§ **THE INPUT**:
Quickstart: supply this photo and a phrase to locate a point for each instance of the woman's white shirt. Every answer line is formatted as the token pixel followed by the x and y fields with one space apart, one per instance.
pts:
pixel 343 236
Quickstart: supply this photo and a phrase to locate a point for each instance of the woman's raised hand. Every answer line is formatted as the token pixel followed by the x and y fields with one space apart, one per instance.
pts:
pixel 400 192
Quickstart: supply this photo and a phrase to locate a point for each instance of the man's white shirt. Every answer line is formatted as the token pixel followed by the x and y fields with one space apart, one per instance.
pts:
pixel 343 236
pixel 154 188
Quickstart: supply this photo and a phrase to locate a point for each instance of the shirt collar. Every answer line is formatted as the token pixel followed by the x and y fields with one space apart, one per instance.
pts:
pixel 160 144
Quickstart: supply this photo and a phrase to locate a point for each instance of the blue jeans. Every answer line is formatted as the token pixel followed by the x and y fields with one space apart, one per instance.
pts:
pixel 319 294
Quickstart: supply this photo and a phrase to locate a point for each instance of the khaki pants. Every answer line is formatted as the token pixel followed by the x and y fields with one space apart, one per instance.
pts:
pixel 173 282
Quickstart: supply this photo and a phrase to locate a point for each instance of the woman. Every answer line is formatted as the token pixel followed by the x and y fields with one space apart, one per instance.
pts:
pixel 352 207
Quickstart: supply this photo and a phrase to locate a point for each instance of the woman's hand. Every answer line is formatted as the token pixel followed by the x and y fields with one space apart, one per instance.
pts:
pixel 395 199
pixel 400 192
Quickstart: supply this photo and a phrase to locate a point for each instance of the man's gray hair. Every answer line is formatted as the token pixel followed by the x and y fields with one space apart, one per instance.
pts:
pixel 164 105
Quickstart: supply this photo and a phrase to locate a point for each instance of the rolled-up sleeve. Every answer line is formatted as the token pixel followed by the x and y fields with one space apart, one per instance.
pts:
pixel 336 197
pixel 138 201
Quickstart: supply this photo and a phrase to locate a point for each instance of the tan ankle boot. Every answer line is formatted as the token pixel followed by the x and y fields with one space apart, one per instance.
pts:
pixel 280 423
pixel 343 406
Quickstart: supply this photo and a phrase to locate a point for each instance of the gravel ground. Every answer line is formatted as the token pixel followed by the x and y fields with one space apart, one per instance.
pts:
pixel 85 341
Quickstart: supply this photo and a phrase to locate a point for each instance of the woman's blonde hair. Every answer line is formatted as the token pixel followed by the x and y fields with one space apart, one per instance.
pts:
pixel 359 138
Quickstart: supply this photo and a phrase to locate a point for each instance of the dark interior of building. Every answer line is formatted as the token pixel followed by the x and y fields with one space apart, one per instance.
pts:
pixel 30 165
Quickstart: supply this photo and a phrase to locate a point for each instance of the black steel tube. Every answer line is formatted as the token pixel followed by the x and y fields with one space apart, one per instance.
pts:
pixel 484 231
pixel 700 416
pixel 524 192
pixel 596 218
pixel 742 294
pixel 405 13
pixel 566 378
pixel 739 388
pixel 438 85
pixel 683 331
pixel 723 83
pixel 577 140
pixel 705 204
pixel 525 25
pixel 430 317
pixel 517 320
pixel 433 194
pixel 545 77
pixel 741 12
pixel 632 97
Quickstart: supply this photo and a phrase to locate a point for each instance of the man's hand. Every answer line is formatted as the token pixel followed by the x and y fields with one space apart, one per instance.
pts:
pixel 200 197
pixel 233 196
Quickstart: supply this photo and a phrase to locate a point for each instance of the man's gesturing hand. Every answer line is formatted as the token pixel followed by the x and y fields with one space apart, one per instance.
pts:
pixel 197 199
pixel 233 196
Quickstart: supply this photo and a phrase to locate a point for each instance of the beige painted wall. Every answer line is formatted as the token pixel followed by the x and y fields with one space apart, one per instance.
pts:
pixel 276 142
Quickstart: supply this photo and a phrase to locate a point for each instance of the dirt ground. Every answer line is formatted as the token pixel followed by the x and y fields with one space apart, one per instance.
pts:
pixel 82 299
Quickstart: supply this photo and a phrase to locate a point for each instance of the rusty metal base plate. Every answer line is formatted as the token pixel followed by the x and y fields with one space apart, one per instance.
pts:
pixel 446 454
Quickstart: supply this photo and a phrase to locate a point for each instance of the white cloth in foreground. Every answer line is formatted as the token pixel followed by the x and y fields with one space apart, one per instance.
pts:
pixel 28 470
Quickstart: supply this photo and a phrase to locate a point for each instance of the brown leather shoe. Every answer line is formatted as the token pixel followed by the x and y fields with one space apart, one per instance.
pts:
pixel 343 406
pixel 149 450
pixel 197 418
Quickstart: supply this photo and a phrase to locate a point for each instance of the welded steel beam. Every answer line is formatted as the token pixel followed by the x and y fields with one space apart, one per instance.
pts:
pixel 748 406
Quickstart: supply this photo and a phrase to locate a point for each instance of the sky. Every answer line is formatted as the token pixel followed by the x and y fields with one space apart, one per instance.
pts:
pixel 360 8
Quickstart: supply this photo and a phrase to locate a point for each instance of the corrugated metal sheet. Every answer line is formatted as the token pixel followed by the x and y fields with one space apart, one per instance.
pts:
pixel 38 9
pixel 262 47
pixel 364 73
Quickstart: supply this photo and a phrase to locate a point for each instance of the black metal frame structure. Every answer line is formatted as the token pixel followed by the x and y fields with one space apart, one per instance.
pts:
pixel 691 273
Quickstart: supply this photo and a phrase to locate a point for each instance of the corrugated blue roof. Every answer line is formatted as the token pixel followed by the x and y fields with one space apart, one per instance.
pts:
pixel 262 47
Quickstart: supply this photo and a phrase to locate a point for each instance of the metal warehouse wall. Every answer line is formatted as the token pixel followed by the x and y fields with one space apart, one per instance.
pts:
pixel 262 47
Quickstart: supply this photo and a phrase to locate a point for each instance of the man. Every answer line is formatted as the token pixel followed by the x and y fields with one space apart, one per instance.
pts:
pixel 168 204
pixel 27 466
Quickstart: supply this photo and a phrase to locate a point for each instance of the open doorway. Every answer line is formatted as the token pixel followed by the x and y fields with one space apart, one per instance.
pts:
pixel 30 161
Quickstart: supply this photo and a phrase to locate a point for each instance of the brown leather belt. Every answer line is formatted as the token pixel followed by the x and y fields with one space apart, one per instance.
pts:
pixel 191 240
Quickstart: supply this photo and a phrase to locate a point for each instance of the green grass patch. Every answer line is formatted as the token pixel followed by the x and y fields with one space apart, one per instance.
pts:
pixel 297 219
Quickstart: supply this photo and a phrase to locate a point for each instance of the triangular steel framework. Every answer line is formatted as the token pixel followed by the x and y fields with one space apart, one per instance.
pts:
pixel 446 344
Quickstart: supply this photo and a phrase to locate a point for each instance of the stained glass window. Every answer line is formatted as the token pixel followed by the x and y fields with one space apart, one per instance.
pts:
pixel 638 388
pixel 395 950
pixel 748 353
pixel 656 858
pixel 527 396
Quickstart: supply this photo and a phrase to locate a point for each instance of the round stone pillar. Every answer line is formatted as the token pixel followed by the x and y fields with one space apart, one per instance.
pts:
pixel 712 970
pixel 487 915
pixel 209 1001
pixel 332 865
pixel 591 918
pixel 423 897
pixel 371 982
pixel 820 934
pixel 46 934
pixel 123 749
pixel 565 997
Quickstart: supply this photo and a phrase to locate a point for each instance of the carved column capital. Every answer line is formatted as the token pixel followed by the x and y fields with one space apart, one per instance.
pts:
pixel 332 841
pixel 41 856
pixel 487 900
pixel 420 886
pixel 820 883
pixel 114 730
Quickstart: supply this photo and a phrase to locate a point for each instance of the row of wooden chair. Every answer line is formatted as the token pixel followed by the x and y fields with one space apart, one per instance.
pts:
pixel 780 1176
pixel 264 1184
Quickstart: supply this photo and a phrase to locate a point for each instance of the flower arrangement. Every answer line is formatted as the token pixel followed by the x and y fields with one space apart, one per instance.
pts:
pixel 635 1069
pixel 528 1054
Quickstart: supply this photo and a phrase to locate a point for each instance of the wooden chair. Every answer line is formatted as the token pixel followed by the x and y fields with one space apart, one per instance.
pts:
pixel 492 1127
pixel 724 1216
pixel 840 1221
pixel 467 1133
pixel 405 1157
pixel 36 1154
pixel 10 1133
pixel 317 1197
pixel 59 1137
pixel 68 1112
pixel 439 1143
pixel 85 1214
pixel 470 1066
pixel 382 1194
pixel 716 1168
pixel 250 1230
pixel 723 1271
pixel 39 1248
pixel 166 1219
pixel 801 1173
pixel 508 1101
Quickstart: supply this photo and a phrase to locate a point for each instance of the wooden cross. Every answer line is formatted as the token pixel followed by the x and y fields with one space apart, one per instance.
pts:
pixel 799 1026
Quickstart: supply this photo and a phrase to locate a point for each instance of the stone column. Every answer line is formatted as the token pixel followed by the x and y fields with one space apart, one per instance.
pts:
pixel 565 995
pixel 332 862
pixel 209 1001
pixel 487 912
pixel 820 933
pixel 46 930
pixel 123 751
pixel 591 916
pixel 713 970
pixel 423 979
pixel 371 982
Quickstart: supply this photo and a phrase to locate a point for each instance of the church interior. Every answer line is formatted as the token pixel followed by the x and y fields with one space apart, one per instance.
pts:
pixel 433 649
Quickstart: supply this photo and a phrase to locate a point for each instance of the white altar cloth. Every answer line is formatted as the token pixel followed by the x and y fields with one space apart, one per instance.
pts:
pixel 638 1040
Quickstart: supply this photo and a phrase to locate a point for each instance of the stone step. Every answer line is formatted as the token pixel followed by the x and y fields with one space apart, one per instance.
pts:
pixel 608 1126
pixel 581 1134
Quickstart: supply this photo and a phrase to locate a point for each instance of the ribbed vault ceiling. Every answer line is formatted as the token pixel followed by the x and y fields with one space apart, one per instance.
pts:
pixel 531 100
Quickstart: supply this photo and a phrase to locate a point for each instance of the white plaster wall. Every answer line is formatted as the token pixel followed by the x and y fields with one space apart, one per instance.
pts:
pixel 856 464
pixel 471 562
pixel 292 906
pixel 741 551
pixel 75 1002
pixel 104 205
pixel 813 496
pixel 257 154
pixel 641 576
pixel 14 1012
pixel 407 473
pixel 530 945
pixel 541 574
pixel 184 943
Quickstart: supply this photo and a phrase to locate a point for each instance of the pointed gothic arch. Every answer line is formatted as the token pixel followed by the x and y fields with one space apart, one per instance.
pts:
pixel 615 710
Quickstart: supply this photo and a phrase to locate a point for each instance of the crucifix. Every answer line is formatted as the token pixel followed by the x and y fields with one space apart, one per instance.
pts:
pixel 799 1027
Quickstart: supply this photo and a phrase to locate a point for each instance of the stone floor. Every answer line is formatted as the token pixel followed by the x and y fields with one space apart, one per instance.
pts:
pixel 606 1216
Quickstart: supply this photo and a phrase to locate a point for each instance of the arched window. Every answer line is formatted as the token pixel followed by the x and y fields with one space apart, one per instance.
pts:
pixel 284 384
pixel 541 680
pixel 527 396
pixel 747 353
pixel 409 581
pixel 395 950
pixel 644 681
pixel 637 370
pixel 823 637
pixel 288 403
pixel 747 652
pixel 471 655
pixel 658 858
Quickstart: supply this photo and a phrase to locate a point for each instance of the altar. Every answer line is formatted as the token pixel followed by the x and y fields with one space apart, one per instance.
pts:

§ **EXERCISE TASK**:
Reproduce verbatim the part that opens with the line containing "the white cloth" and closes with the line containing "pixel 27 466", both lines included.

§ **RESULT OF THIS TASK**:
Quickstart: supply this photo and a phrase to locate a point for each instance of the white cloth in foreground. Every answer line is formatted as the token pixel followed by the x and y fields with one space apart, one per instance.
pts:
pixel 28 470
Quickstart: supply this photo and a phrase to locate a point for each instance of the brown leather shoe. Every answer line is formatted as the token pixel followed by the x and y fields with one space apart, one per instance.
pts:
pixel 343 406
pixel 149 450
pixel 197 418
Quickstart: supply this photo and a phrase to locate a point for each instance of the welded steel beam. Every answer line is formatted as the token pixel followed by the x and y fields with one space apart, one per instance.
pts:
pixel 748 406
Quickstart: supply this photo and a phrase to locate a point for each instance of the sky. Every answer line is formatted as the token pixel followed by the x and y fields with one space apart, one per instance.
pts:
pixel 360 8
Quickstart: supply this photo and a phrase to locate a point for each instance of the corrugated metal sheet. Every answer line is formatted as the token pixel followed by the x and y fields with one space apart, one per instance.
pts:
pixel 38 9
pixel 262 47
pixel 364 73
Quickstart: supply this photo and a phrase to locate a point for each instance of the black metal frame structure. Every answer line is formatted as the token pixel followed by the x and y fields with one space apart, one per instance.
pts:
pixel 691 273
Quickstart: supply this photo and a phrase to locate a point for each instance of the corrugated blue roof. Every answer line is formatted as the token pixel followed by the x and y fields with one space apart, one per instance.
pts:
pixel 262 47
Quickstart: supply this photo and a phrase to locate a point for each instance of the metal warehouse wall. Every answer line is formatted as the token pixel followed by the x and y fields with one space apart, one per instance.
pts:
pixel 262 47
Quickstart: supply this photo and a phrase to locate a point for each instance of the man. Every answer line is formatted as the token pixel followed by the x and y fields with one space apart, one per instance.
pts:
pixel 168 204
pixel 27 466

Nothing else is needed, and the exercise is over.